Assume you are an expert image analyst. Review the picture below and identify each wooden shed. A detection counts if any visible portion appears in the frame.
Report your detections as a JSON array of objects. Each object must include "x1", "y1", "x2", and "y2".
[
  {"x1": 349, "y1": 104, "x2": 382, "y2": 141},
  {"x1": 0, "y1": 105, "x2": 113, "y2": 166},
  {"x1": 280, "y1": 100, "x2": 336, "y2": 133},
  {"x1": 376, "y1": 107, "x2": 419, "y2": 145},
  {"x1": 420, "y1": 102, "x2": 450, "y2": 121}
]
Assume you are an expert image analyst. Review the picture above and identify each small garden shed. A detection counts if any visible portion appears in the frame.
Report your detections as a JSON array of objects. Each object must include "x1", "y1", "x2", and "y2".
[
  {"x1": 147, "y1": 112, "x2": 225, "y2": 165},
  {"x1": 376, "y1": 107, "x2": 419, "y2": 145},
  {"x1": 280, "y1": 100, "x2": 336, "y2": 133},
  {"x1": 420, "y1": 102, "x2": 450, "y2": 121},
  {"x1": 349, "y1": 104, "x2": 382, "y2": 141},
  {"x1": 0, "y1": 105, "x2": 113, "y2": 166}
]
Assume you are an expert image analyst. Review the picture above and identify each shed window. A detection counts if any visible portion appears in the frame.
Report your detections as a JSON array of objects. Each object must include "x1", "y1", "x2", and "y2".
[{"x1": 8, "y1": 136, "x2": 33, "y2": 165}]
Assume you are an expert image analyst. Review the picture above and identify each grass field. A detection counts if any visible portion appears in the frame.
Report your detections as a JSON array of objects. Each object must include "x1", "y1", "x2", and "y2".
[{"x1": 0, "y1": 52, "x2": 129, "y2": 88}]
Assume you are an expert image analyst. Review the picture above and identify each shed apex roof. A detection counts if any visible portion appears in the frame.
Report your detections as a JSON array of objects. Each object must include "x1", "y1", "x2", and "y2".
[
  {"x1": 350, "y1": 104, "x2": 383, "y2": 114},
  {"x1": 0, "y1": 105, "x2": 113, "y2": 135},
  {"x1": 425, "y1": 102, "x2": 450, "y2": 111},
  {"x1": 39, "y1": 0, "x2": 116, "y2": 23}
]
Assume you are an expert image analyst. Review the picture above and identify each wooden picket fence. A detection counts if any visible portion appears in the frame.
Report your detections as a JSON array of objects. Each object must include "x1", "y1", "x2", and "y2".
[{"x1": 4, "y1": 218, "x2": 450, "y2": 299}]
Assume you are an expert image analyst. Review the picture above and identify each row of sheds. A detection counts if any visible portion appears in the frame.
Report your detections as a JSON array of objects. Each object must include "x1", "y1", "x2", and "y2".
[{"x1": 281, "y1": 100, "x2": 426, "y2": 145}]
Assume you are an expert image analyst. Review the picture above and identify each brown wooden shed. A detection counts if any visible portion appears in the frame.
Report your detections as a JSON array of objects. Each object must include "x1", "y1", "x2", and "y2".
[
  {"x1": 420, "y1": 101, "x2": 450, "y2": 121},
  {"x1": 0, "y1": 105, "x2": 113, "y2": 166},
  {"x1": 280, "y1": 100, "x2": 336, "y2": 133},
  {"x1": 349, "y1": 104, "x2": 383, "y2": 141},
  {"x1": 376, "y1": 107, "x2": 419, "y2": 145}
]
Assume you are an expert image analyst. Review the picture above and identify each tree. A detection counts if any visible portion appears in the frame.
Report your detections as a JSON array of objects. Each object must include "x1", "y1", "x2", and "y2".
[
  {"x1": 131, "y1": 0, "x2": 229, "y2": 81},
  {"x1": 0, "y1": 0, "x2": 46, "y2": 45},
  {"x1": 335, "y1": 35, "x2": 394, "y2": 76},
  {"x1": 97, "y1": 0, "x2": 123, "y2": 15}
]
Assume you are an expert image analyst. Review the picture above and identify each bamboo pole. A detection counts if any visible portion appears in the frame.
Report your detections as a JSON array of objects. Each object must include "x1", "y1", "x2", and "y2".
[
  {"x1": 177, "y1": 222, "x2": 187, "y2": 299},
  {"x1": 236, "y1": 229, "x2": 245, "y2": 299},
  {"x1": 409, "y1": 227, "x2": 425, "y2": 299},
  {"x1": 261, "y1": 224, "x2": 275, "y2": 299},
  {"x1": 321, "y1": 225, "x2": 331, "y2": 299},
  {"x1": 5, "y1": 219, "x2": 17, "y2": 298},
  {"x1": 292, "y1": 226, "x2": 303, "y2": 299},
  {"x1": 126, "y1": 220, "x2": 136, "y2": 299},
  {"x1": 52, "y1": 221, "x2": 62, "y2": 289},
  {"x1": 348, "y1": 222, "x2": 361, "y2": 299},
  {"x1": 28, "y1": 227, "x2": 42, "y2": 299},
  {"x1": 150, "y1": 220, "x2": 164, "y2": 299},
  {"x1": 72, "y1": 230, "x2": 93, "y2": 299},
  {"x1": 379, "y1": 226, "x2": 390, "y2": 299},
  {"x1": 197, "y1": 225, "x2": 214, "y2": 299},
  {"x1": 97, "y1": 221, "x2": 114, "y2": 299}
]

→ **TO BE DONE**
Count how many lines in the entries above contain the word "wooden", treating uppercase and lowercase letters as different, and reply with only that number.

→ **ANSWER TO THIS TASK**
3